• [What to produce]: Count the lines of the records that contain the string "hedge", matching case exactly, and reply with that number alone.

• [Records to use]:
"""

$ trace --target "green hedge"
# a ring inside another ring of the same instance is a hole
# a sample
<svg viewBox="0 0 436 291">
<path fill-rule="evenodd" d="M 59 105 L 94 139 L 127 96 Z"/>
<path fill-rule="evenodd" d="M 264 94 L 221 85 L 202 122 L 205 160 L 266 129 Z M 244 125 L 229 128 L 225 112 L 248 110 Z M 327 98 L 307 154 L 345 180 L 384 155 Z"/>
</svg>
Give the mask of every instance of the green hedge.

"""

• [Solved problem]: 2